• [Task objective] Each line of the records that holds "people" should be shown in full.

──────────────────────────────

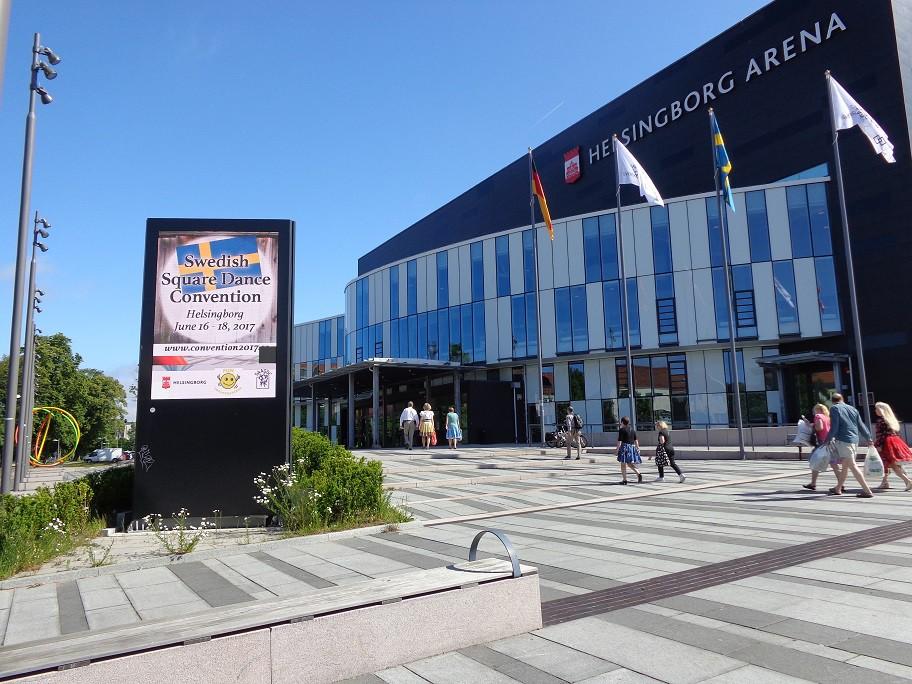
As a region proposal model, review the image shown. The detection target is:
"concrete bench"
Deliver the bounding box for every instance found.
[1,543,541,683]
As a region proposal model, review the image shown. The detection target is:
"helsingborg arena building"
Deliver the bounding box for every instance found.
[293,0,912,448]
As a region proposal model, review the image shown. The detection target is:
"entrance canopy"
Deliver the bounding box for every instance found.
[755,351,849,368]
[294,358,477,448]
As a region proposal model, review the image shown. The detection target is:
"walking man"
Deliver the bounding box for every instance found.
[827,393,875,498]
[400,401,418,450]
[563,406,584,460]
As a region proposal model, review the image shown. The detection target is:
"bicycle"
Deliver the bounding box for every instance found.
[545,425,589,449]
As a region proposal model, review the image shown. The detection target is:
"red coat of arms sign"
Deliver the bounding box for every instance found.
[564,147,581,184]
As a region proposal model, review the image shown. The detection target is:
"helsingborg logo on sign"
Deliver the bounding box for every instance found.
[217,369,241,394]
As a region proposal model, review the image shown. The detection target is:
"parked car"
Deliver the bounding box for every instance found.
[83,448,124,463]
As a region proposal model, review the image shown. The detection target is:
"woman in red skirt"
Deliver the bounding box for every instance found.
[874,401,912,491]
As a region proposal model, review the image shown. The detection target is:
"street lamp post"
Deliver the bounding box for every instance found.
[14,215,50,489]
[1,34,60,494]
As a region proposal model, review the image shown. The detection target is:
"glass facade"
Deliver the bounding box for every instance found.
[326,176,847,437]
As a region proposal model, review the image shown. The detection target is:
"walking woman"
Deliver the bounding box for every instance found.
[873,401,912,491]
[803,403,840,491]
[654,420,685,483]
[617,417,642,484]
[445,406,461,450]
[419,403,435,449]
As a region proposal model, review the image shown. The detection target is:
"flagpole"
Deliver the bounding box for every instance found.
[825,71,872,429]
[612,135,637,430]
[708,109,746,459]
[529,148,547,447]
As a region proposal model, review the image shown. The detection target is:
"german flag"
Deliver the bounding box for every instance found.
[530,151,554,240]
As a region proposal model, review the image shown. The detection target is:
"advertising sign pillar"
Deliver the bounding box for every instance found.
[135,219,294,517]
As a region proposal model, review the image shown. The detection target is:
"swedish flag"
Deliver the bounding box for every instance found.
[176,236,262,293]
[711,111,735,212]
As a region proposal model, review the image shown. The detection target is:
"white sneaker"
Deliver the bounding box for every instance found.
[654,476,664,482]
[679,475,686,483]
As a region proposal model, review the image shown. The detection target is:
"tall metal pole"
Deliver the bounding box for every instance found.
[15,214,39,488]
[2,33,40,494]
[0,0,10,106]
[528,149,546,447]
[708,109,746,459]
[612,136,637,429]
[825,71,873,429]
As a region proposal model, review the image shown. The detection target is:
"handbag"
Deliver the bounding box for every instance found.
[655,444,669,467]
[808,445,830,473]
[430,430,437,446]
[863,446,884,478]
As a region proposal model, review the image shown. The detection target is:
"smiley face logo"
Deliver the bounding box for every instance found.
[217,370,240,392]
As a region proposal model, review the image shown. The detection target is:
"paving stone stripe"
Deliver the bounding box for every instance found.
[541,519,912,625]
[248,551,336,589]
[457,643,566,684]
[335,537,448,570]
[166,561,255,607]
[55,582,88,635]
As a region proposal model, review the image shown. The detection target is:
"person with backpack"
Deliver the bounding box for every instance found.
[563,406,584,460]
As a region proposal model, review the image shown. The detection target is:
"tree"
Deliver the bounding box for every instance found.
[0,333,128,457]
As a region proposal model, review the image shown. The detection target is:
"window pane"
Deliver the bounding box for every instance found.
[747,391,769,424]
[526,292,538,357]
[723,349,746,392]
[671,396,690,429]
[511,295,526,359]
[616,357,629,398]
[583,217,601,283]
[653,396,671,424]
[712,267,730,341]
[398,318,408,359]
[495,235,510,297]
[732,264,757,338]
[471,242,484,301]
[555,287,572,353]
[705,198,725,267]
[807,184,833,256]
[437,308,449,363]
[448,307,460,361]
[568,361,585,402]
[427,310,438,359]
[337,317,345,357]
[374,324,383,357]
[473,301,486,362]
[602,399,618,431]
[599,214,619,280]
[407,260,417,314]
[633,357,651,397]
[390,317,399,358]
[570,285,589,352]
[815,256,841,332]
[651,355,670,396]
[523,230,536,293]
[389,266,400,319]
[436,252,448,308]
[772,261,800,336]
[635,397,653,431]
[603,280,623,350]
[655,274,677,345]
[417,313,428,359]
[626,278,641,347]
[745,190,771,262]
[668,354,688,395]
[786,185,813,258]
[461,303,473,362]
[542,364,554,402]
[650,205,673,274]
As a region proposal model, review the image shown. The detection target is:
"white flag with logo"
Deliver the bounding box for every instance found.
[828,75,896,163]
[613,138,665,206]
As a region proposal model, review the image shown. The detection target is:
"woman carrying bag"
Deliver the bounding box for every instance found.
[653,420,685,483]
[445,406,461,450]
[803,403,840,491]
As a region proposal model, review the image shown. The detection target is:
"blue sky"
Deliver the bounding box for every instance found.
[0,0,767,403]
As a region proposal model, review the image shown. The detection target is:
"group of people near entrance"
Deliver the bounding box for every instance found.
[802,395,912,497]
[399,401,462,450]
[561,406,686,485]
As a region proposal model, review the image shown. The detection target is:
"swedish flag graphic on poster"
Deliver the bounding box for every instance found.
[151,231,279,400]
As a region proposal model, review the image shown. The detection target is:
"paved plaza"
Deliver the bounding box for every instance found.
[3,447,912,682]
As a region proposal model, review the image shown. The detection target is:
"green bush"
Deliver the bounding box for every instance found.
[256,430,408,534]
[84,464,133,525]
[0,479,97,579]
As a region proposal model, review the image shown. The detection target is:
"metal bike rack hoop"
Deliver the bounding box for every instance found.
[468,529,522,578]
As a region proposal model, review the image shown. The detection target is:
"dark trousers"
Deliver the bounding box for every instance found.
[658,456,683,477]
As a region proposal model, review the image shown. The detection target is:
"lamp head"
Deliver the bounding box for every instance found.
[36,242,48,252]
[36,62,57,80]
[35,289,45,297]
[36,228,49,239]
[38,46,61,65]
[34,306,42,313]
[34,86,52,105]
[36,218,51,229]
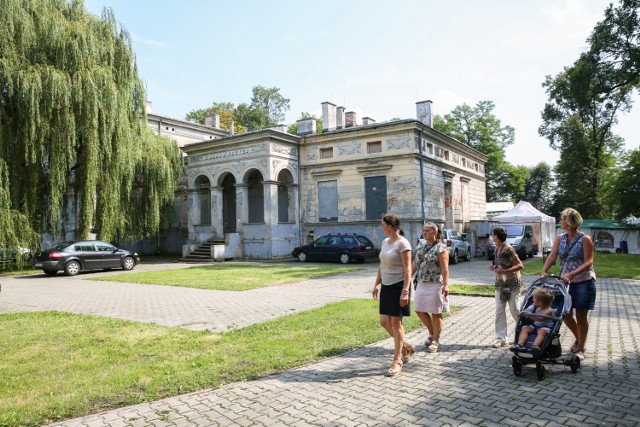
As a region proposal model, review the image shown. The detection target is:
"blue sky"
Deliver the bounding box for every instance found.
[84,0,639,167]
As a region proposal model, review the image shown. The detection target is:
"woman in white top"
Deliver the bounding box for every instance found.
[372,213,415,376]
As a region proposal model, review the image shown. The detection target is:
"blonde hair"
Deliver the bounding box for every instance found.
[533,288,554,307]
[561,208,583,229]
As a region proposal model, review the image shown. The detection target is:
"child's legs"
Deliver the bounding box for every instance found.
[518,325,533,345]
[532,329,548,348]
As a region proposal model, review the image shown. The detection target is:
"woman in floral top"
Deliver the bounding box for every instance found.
[541,208,595,360]
[411,222,449,353]
[489,226,523,348]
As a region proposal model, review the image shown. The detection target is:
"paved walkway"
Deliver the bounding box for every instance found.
[1,258,639,426]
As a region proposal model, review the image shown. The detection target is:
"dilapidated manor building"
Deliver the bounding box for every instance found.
[173,100,488,260]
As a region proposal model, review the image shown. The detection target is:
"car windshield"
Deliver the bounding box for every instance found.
[502,225,524,237]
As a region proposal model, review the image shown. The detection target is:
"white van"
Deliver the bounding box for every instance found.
[487,224,535,260]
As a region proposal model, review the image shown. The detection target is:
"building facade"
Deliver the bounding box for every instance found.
[177,100,488,259]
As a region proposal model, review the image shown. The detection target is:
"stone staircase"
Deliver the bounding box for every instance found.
[180,238,226,262]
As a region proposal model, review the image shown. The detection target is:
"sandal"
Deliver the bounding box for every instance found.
[425,336,433,347]
[570,340,579,353]
[385,360,403,376]
[401,343,416,364]
[575,350,585,360]
[428,341,439,353]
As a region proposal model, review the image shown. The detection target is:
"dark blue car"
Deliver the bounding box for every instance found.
[292,233,377,264]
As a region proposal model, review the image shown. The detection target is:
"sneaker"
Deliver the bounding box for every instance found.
[493,341,508,348]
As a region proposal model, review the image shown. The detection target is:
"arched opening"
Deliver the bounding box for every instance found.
[194,175,211,225]
[221,173,237,233]
[277,169,294,223]
[595,230,614,249]
[246,169,264,223]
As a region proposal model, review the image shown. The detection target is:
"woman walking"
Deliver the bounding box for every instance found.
[372,213,415,376]
[411,222,450,353]
[541,208,595,360]
[489,226,524,348]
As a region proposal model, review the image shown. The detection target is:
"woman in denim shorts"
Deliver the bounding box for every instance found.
[541,208,596,360]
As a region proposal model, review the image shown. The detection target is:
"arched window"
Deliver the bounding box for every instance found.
[277,169,294,223]
[595,230,614,249]
[194,175,211,225]
[246,170,264,223]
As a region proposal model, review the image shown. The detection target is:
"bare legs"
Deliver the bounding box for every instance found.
[416,311,443,342]
[380,314,405,363]
[564,308,589,351]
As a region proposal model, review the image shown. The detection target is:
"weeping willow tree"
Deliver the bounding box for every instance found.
[0,0,182,244]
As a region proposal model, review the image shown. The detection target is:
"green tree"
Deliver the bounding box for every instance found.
[602,149,640,219]
[521,162,554,213]
[540,0,639,218]
[433,101,516,201]
[236,85,291,131]
[0,0,182,242]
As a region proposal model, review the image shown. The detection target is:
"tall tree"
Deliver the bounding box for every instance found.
[0,0,182,243]
[602,148,640,220]
[433,100,516,201]
[521,162,554,213]
[539,0,639,218]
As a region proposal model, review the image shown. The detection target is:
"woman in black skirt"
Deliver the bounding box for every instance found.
[372,213,414,376]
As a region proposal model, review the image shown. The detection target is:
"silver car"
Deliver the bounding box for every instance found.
[441,228,472,264]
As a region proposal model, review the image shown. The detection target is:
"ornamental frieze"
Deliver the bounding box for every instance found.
[191,143,267,163]
[387,136,411,150]
[271,143,298,157]
[338,144,361,156]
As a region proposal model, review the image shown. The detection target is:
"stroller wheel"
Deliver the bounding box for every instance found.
[536,361,546,380]
[512,356,522,377]
[569,355,581,373]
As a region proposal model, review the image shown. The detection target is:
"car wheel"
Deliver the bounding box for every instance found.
[297,252,308,262]
[339,253,351,264]
[122,256,135,271]
[64,261,81,276]
[43,269,57,277]
[450,250,458,265]
[463,248,471,261]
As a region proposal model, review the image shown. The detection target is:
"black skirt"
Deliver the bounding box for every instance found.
[379,280,411,317]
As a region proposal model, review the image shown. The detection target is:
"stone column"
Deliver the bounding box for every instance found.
[289,184,300,225]
[187,189,199,241]
[211,186,223,239]
[263,181,280,227]
[234,183,248,233]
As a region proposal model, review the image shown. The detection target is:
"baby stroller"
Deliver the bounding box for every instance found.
[510,275,581,380]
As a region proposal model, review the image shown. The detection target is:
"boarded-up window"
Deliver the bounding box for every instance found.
[365,176,387,220]
[320,147,333,159]
[367,141,382,154]
[318,180,338,222]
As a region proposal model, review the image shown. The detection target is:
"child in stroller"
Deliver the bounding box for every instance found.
[510,275,581,380]
[511,288,555,358]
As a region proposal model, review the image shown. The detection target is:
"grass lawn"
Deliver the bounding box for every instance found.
[524,252,640,279]
[0,300,437,427]
[89,263,364,291]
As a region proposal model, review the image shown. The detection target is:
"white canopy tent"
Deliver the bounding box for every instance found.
[492,201,556,253]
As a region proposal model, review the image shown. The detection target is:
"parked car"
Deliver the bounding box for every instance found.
[487,224,534,260]
[0,246,33,262]
[292,233,377,264]
[441,228,472,264]
[33,240,140,276]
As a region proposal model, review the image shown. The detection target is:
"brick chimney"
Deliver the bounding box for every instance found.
[345,111,356,128]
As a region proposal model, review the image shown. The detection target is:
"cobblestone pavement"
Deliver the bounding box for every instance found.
[2,258,639,426]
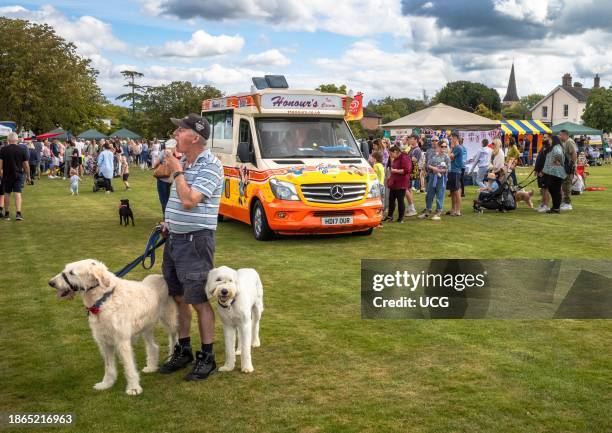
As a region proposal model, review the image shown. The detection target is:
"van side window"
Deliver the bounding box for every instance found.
[204,110,233,153]
[239,119,253,153]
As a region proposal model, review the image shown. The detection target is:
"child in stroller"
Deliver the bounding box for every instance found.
[473,169,516,213]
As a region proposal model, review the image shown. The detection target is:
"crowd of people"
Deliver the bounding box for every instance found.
[366,128,584,222]
[0,134,173,220]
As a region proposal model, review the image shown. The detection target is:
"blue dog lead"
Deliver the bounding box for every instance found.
[114,225,166,278]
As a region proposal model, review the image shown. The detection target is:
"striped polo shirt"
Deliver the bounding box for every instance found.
[165,148,224,233]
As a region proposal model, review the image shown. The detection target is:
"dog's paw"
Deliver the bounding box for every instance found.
[142,365,158,373]
[218,365,234,372]
[93,381,113,391]
[252,340,261,348]
[241,365,254,373]
[235,349,241,356]
[126,385,143,396]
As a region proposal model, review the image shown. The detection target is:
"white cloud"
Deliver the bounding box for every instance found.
[0,5,126,56]
[144,29,244,58]
[243,49,291,67]
[492,0,563,24]
[155,0,414,37]
[313,40,448,100]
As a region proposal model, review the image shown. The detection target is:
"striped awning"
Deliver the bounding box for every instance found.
[501,119,552,135]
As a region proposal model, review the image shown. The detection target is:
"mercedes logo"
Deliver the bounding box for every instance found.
[330,185,344,200]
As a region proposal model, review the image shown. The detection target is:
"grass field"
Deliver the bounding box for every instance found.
[1,165,611,433]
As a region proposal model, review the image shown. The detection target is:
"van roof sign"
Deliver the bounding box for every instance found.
[261,93,343,111]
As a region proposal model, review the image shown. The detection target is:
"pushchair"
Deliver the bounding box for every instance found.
[473,170,516,213]
[92,172,109,192]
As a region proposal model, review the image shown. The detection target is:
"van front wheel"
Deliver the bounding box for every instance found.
[251,200,274,241]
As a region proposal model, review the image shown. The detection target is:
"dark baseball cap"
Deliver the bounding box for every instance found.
[170,113,210,140]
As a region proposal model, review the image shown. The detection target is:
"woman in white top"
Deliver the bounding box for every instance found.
[491,138,505,173]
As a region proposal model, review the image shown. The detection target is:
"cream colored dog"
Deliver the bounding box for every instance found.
[514,189,534,208]
[49,259,178,395]
[205,266,263,373]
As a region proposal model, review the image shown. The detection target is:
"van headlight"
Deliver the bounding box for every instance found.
[270,179,299,201]
[367,181,381,198]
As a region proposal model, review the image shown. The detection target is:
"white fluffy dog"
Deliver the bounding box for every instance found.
[205,266,263,373]
[49,259,178,395]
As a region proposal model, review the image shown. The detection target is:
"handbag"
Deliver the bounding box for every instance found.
[153,162,172,179]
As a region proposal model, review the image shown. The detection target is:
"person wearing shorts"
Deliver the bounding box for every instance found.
[0,132,30,221]
[120,155,130,190]
[159,113,224,382]
[447,132,464,216]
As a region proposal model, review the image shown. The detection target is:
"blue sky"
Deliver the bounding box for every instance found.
[1,0,611,105]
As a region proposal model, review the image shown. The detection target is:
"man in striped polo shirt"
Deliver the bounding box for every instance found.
[159,113,224,381]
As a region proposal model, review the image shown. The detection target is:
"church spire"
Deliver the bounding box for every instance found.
[503,62,519,103]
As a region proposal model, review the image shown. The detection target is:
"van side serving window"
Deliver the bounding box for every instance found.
[203,110,233,153]
[239,119,253,151]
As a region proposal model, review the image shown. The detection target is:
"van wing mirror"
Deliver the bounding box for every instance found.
[237,142,255,164]
[360,140,370,159]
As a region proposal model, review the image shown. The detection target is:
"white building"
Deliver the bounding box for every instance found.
[530,73,601,126]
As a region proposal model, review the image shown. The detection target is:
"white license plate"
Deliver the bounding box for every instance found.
[321,216,353,225]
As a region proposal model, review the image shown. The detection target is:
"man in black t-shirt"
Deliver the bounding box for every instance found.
[0,132,30,221]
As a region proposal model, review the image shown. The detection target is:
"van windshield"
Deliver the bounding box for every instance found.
[255,118,362,159]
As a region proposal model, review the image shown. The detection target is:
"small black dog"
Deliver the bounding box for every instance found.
[119,199,135,226]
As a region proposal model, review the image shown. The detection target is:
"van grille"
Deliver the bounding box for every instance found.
[300,183,367,204]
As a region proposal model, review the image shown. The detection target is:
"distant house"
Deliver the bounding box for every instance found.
[360,110,383,131]
[531,73,601,125]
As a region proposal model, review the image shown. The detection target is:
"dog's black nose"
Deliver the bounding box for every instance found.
[221,289,228,296]
[48,279,56,288]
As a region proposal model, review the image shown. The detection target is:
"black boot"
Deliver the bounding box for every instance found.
[159,344,194,374]
[184,351,217,381]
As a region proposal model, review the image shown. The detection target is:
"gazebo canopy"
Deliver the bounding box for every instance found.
[501,119,552,135]
[78,128,107,139]
[551,122,603,136]
[109,128,141,139]
[381,103,501,131]
[0,125,12,136]
[39,127,72,141]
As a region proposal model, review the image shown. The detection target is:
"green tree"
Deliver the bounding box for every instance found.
[475,103,502,120]
[79,102,130,135]
[434,81,501,113]
[348,120,366,140]
[0,18,104,133]
[137,81,222,137]
[582,87,612,132]
[366,97,426,124]
[116,70,145,118]
[501,102,530,119]
[316,84,347,94]
[520,93,545,110]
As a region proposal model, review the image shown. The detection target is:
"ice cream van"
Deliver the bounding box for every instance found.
[201,75,383,240]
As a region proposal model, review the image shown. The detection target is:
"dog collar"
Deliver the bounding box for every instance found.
[217,299,236,309]
[86,288,115,316]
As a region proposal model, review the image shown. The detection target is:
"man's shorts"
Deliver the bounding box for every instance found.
[447,172,461,191]
[1,175,24,194]
[537,174,547,189]
[122,173,129,182]
[162,229,215,304]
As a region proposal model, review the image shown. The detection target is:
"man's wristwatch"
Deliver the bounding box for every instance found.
[173,171,184,179]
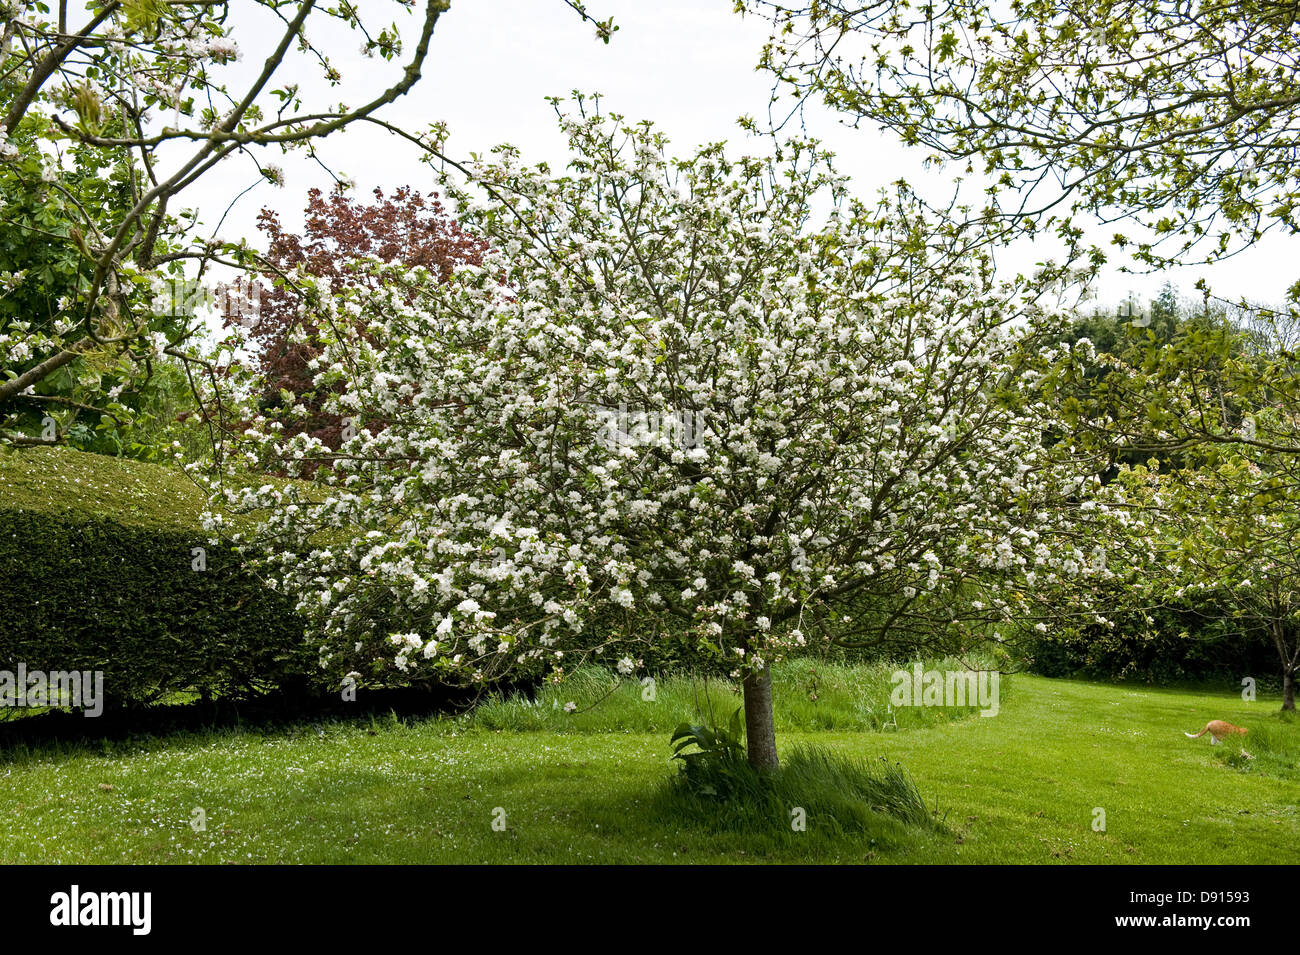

──────────────────────────────

• [Response]
"group of people near entrance"
"crowd of people"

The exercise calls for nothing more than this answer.